[[ DATA UNDER STUDY, beginning ]]

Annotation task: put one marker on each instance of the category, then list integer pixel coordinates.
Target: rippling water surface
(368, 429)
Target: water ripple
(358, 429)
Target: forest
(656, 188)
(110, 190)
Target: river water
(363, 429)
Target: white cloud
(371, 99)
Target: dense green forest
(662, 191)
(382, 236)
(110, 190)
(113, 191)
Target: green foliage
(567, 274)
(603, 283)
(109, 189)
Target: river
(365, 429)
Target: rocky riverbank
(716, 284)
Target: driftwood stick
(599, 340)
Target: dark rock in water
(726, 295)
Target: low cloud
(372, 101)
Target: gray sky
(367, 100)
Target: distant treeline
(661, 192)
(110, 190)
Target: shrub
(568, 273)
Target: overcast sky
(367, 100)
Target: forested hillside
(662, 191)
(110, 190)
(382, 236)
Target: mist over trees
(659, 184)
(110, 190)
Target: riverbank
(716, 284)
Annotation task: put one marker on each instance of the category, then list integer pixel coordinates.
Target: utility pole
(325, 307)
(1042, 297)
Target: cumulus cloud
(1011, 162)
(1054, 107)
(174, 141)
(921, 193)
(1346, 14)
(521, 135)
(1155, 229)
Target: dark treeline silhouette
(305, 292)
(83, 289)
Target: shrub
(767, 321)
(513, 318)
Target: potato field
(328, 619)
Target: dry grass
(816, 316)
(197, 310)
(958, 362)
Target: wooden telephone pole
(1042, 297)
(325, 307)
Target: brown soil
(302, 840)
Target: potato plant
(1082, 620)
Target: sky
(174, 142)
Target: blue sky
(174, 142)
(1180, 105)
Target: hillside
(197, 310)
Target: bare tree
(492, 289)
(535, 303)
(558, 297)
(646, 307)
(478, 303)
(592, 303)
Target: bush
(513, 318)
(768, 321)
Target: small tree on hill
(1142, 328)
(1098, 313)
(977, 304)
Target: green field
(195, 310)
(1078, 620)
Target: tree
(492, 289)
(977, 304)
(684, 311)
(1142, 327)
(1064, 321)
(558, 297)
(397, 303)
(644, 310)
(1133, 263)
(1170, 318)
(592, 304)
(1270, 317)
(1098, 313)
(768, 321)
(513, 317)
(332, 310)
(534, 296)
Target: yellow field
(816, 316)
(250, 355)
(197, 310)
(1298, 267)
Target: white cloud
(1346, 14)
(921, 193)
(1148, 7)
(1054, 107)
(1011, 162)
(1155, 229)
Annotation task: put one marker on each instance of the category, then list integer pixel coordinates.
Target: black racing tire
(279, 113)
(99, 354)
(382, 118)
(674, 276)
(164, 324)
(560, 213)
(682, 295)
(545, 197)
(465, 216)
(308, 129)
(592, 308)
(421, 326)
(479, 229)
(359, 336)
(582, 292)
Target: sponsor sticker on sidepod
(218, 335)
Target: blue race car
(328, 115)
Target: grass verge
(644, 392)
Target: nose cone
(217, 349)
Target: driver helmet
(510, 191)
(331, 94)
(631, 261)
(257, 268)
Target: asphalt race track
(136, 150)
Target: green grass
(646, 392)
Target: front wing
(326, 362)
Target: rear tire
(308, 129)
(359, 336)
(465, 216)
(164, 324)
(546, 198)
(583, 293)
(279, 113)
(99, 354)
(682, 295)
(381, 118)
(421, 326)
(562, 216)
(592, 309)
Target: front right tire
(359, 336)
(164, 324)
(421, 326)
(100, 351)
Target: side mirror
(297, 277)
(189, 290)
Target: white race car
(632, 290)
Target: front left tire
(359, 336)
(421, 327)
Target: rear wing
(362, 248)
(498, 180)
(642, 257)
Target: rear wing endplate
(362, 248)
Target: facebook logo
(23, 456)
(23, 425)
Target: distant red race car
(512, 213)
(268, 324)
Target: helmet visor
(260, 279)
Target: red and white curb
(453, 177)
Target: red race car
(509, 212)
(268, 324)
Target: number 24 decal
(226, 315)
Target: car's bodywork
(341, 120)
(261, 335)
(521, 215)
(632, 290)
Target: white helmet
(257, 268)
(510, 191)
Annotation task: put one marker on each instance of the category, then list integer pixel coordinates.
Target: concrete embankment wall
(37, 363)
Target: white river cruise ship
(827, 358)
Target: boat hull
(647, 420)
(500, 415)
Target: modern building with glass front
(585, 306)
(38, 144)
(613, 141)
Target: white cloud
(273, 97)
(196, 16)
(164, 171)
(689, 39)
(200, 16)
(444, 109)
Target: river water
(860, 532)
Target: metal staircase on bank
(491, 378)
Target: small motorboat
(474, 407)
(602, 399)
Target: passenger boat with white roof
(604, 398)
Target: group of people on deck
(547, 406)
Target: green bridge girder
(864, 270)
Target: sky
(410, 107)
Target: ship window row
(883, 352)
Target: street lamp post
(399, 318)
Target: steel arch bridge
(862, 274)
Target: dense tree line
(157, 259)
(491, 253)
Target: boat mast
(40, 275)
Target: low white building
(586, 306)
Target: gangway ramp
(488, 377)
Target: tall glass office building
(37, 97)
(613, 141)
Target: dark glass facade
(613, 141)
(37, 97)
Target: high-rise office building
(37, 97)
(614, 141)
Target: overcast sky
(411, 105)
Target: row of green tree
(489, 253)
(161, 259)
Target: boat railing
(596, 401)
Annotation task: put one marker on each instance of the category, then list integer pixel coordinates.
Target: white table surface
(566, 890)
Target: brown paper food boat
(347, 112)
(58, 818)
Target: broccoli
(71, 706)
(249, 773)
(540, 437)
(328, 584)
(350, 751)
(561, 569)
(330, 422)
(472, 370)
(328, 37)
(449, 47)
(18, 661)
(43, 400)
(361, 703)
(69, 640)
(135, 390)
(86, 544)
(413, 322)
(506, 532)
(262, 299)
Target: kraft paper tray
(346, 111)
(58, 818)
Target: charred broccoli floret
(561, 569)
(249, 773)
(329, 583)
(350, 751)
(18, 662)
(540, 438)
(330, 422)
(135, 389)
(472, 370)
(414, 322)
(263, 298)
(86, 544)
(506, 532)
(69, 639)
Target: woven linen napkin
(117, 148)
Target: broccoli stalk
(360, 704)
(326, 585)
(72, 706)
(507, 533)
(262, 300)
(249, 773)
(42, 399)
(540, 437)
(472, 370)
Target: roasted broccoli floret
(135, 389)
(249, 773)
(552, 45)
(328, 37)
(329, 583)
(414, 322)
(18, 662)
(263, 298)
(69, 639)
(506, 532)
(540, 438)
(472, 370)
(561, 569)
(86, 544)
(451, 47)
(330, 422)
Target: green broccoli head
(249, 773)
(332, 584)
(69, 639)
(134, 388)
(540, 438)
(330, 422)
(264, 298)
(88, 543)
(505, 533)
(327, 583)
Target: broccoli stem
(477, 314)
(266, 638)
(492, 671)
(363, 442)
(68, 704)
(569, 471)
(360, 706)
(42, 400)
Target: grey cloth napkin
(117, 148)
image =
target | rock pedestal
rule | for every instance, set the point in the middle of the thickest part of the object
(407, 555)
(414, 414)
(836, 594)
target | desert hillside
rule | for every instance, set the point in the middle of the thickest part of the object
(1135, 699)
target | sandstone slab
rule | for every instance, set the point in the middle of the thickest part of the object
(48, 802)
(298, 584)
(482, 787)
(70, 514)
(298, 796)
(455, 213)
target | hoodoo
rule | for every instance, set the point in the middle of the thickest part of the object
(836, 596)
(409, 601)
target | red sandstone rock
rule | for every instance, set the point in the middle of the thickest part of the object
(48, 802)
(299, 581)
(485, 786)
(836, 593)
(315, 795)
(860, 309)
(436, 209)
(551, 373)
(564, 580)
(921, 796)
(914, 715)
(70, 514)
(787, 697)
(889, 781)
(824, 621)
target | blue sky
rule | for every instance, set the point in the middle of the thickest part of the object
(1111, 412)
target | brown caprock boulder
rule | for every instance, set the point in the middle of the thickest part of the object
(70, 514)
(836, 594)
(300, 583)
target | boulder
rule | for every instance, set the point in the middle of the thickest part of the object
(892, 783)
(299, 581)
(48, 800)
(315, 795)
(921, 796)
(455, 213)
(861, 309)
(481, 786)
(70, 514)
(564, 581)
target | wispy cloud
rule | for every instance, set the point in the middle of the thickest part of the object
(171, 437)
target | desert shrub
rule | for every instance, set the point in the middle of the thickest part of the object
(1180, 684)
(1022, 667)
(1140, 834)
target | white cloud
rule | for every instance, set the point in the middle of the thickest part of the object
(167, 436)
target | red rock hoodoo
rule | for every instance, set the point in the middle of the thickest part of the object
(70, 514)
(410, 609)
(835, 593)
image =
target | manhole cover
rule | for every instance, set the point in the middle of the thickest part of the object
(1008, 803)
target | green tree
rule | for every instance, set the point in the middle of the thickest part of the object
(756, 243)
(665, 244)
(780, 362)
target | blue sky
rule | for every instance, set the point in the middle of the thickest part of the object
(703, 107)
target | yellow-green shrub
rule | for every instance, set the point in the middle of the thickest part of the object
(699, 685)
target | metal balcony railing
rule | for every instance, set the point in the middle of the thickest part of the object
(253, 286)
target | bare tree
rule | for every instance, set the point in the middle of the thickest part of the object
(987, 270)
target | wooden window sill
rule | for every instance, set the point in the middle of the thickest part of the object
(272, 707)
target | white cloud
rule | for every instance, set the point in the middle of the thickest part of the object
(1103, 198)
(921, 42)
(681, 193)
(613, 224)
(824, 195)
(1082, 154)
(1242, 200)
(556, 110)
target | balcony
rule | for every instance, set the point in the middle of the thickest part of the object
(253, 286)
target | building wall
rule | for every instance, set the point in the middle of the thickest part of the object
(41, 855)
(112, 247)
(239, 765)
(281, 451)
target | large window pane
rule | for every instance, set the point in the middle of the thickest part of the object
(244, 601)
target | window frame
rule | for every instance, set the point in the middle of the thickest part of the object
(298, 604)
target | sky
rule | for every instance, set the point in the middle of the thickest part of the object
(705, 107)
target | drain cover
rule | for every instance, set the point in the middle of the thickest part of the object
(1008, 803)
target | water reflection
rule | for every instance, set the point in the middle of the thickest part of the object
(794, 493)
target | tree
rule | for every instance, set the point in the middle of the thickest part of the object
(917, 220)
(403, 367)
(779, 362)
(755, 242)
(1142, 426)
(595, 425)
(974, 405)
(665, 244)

[[ DATA UNDER STUDY, end ]]

PROBLEM: In the entries above, locate every line with the word "cover" and copy it.

TASK OUTPUT:
target | manhole cover
target | drain cover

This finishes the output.